» **WORK TASK**: Every line below that holds the word "distant" must be listed.

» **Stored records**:
______________________________

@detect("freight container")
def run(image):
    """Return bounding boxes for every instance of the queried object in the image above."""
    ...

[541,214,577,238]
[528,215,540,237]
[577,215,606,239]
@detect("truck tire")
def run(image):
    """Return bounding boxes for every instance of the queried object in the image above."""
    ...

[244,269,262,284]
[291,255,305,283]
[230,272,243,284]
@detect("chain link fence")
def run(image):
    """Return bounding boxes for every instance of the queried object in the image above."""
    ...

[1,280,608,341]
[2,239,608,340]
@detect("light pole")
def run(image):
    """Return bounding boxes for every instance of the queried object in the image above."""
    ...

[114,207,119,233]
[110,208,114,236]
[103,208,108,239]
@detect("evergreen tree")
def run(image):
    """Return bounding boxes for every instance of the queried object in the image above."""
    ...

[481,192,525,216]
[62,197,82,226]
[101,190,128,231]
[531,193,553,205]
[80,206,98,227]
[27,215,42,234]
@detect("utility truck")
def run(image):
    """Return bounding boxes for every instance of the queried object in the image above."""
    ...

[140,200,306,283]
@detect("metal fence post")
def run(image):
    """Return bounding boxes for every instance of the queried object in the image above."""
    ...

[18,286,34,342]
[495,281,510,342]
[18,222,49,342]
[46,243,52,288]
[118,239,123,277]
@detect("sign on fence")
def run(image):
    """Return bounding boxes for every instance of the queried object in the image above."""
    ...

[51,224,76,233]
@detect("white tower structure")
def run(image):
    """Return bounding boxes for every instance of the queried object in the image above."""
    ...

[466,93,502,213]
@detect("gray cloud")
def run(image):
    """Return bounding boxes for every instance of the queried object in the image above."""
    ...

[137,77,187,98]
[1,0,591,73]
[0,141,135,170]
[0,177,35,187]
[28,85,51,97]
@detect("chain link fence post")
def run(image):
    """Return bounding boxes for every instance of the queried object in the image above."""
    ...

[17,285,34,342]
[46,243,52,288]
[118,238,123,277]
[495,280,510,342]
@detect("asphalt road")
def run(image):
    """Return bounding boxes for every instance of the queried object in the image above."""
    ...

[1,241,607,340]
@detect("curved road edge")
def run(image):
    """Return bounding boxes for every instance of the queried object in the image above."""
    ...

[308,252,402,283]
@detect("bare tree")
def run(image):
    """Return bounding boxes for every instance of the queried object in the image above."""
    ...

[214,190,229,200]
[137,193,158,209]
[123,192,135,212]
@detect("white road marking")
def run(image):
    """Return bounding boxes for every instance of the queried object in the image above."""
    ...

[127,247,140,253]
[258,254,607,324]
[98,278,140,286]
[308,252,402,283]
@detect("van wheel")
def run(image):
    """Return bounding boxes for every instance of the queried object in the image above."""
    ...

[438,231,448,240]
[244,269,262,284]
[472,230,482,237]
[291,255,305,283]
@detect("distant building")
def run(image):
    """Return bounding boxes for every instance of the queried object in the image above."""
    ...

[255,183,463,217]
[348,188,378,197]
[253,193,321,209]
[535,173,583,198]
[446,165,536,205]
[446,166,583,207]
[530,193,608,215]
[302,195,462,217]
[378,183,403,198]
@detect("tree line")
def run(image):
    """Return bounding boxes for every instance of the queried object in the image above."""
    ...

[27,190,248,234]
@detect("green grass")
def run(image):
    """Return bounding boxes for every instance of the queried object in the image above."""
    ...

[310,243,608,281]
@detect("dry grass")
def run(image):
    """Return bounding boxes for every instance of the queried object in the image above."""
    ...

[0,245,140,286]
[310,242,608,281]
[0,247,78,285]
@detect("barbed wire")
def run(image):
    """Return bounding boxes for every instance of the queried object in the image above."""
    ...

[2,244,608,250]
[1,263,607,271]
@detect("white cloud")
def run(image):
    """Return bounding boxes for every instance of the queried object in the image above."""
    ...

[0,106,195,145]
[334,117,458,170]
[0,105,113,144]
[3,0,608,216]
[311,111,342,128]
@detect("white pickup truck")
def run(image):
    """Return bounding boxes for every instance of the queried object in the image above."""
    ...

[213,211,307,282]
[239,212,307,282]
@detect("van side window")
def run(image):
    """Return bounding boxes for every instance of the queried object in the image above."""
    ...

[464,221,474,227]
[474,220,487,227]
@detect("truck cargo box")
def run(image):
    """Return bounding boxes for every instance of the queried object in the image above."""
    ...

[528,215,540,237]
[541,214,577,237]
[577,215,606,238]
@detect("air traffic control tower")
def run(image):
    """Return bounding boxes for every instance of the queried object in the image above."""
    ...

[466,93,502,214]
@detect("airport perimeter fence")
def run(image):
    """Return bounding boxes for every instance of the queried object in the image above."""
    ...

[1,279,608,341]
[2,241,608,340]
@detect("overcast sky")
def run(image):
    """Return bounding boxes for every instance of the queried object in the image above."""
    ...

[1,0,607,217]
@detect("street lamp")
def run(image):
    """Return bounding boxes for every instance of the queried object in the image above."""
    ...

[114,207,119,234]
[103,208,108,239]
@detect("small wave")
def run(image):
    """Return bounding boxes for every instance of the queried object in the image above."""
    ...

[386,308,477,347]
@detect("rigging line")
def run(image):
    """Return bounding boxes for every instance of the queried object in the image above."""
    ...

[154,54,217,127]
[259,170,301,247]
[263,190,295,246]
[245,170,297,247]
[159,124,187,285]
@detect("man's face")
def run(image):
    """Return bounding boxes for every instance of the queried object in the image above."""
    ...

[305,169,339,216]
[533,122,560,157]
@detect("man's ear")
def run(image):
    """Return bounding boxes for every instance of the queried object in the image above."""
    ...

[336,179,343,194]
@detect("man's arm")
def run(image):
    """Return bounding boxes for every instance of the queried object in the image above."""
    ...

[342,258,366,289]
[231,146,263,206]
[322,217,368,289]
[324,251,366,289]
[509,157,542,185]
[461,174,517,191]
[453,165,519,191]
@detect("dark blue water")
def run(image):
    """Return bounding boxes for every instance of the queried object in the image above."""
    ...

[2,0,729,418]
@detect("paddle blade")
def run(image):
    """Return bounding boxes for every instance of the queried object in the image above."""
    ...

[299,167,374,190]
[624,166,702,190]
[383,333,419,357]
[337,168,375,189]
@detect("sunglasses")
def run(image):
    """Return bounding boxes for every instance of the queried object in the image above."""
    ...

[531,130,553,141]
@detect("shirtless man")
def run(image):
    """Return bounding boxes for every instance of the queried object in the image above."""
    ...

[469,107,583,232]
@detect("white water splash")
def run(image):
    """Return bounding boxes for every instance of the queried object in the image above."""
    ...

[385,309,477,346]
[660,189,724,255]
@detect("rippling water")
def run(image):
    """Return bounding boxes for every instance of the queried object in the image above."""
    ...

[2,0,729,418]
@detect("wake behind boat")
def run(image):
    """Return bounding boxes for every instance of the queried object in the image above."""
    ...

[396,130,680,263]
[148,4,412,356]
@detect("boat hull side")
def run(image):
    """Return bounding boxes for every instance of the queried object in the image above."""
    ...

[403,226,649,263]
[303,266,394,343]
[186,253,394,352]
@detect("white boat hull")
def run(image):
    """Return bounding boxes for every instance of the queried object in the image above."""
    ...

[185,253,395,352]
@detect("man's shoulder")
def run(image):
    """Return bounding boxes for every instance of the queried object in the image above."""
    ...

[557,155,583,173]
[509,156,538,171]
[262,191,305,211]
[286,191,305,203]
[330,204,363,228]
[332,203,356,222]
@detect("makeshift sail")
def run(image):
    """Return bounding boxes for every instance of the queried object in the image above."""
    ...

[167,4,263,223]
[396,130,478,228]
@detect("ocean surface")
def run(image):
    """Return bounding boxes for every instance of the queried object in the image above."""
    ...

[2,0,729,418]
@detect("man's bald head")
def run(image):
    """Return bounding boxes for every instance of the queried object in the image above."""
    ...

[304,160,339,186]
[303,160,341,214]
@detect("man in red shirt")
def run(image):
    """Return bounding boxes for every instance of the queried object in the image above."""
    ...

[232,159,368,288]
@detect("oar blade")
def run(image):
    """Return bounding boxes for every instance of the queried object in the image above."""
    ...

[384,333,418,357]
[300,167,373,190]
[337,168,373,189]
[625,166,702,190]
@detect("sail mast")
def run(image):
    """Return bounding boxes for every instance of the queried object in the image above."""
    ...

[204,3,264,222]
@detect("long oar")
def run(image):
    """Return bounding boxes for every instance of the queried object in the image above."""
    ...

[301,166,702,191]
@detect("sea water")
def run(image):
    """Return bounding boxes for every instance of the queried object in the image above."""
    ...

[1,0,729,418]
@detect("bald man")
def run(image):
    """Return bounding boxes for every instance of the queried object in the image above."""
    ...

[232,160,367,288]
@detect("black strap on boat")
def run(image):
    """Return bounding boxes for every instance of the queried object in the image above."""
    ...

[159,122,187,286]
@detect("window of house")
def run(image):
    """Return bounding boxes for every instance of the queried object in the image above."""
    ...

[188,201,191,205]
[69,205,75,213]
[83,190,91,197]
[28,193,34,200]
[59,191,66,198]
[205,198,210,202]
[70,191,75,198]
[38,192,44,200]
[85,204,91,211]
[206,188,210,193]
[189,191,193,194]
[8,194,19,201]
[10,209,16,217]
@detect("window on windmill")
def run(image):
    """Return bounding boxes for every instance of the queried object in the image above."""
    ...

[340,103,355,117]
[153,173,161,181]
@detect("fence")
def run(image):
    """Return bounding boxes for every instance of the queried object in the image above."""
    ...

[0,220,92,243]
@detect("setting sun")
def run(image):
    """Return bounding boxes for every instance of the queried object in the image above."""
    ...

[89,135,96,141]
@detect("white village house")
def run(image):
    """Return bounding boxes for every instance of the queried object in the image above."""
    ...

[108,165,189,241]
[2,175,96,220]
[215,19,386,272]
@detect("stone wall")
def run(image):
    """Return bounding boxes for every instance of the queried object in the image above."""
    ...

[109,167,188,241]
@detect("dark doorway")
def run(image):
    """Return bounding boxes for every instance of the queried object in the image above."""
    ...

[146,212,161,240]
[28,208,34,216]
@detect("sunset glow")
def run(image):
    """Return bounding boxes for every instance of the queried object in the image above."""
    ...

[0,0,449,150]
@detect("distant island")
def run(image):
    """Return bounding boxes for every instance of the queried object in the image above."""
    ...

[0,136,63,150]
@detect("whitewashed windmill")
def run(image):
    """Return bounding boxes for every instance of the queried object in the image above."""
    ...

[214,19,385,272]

______________________________

» **TASK RESULT**:
@detect("distant building")
@detect("distant island")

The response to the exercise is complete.